• **Exercise goal**
In the blog post on potty training below, reproduce the passage that begins with "I didn’t want" and ends after "was back on.", keeping every word and punctuation mark as it appears.

• **Text section**
*** Block opens ***

Writings of a teachermom, choosing to stay home with her kids, while loathing all domestic responsibilities! In late Aug. 2008, I was diagnosed with Triple Negative breast cancer. After surgery, chemo and radiation, I was given theall clear. However, in the late summer of 2008, I was diagnosed with a brain tumor, which metasticized to other areas.

Wednesday, February 28, 2007

Toilet Talk

I didn’t want to write about this too soon, for fear that I would jinx it…but I think we’re almost there….so I feel okay about proclaiming that Max is almost potty trained!

The journey has not been hard, just interesting. I’ve been putting him on the toilet for a few months. And he would pee no problem. But he would never poop. Insisting that it hurt. And even when I “caught” him in the act and put him on the toilet, he would stop immediately and wait until his diaper was back on.

Finally one day, knowing he had to poop, I just let him walk around the kitchen with no pants or diaper, until he couldn’t wait any longer and had no choice but to go in the toilet (well, I guess his other choice was to go on the floor, but he knew better). And he did it! And he finally realized that it didn’t hurt!

So I just put the underwear on him. And unless he’s going to sleep, or we’re going someplace where there’s no toilet, in which cases we use pull-ups, then he’s sporting his Diego undies! (He would probably prefer pink Dora ones, but we won't go there).

Here are some toilet talk tidbits from the past two weeks:

As he was sitting on the toilet, not able to go: “Mommy, it’s not working!”

The first few times he climbed up on the toilet to pee, he ended up peeing straight out of the toilet, so I always had to remind him to hold his penis down. One time I was using the bathroom, and he said to me, “Mommy, don’t forget to push your penis down!” To which I had to chuckle that I didn’t have a penis. He responded yelling, “Let me see! Let me see!” A couple days later he was changing the diaper of one of Ella’s dolls and I heard him say to her, “You don’t have a penis!”

One day he was on the toilet for a while. I asked him, “Max? How many poopies do you have?” He took this as a literal question and his response was to slide off the toilet and start counting.

One time he was looking at his poop and said, “Ew, that one looks like a snake. And the other one looks like broccoli!”

Although I am thrilled about being able to do away with the diaper expense, there is one little snaffu in our excitement. Max has figured out how to use his toilet training as a bedtime stalling technique. Last night, after I thought he was in bed sound asleep, I discovered him standing at the top of the stairs, completely naked. "Mommy! I did potty. I need a new pull-up." About 20 minutes later, he came out the exact same way. And about 15 minutes after that he came out again (except still clothed this time), proclaiming his need to use the potty again.

That little boy will do anything to avoid sleep!

*** Block closes ***

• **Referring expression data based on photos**
*** Block opens ***

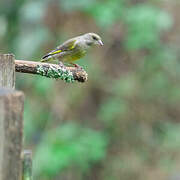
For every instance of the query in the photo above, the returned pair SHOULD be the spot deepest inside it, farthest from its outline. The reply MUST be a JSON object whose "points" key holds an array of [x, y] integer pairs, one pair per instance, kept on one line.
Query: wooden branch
{"points": [[27, 165], [68, 74], [11, 133], [7, 72]]}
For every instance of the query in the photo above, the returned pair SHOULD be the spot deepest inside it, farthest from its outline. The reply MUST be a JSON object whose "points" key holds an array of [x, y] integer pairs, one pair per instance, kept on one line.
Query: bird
{"points": [[73, 49]]}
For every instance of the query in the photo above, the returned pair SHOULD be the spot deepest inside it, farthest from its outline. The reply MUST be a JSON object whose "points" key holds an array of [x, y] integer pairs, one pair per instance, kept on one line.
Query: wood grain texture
{"points": [[11, 133], [27, 165], [7, 71]]}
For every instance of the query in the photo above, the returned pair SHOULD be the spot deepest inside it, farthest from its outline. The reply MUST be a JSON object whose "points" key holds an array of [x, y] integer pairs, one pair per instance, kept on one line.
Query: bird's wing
{"points": [[66, 46]]}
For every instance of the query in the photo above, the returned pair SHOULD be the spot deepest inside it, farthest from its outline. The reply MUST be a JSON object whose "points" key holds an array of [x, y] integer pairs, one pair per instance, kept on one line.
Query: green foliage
{"points": [[132, 95], [145, 23], [67, 146]]}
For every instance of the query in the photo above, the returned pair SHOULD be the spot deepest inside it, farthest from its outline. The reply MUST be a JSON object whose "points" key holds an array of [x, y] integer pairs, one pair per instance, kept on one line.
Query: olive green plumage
{"points": [[73, 49]]}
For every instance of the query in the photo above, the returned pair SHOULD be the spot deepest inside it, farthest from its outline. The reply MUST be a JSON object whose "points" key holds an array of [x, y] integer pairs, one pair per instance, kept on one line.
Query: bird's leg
{"points": [[76, 65]]}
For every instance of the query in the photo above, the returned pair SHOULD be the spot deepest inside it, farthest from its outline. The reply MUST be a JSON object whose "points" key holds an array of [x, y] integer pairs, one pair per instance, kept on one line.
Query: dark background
{"points": [[124, 123]]}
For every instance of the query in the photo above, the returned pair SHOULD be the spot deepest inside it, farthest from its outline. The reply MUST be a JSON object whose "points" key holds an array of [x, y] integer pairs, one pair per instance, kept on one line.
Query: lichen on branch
{"points": [[65, 73]]}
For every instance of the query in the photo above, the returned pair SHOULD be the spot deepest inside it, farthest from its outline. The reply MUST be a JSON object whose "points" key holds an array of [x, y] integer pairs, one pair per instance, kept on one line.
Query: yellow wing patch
{"points": [[55, 52]]}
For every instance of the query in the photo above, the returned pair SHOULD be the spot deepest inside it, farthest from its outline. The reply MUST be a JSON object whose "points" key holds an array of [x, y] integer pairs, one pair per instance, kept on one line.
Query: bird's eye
{"points": [[95, 38]]}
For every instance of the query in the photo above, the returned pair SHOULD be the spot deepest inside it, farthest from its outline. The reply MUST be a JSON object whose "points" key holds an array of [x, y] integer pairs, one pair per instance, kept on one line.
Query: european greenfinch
{"points": [[73, 49]]}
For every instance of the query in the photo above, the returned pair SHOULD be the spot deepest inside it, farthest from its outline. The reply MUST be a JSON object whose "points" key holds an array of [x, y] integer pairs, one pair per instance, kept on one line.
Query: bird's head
{"points": [[92, 39]]}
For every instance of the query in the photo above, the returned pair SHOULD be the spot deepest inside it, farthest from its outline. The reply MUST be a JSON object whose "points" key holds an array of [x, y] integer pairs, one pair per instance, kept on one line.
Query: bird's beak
{"points": [[100, 42]]}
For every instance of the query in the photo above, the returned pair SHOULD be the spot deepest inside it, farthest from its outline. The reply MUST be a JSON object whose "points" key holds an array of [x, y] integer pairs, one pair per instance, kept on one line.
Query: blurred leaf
{"points": [[67, 145]]}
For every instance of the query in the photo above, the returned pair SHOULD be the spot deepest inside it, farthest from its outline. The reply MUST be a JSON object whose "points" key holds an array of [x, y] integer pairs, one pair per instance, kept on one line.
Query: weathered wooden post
{"points": [[11, 124]]}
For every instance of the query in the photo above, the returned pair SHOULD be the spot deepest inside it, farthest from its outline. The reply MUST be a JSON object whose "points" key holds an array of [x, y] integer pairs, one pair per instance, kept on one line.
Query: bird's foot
{"points": [[77, 66]]}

*** Block closes ***

• **Problem solution**
I didn’t want to write about this too soon, for fear that I would jinx it…but I think we’re almost there….so I feel okay about proclaiming that Max is almost potty trained!

The journey has not been hard, just interesting. I’ve been putting him on the toilet for a few months. And he would pee no problem. But he would never poop. Insisting that it hurt. And even when I “caught” him in the act and put him on the toilet, he would stop immediately and wait until his diaper was back on.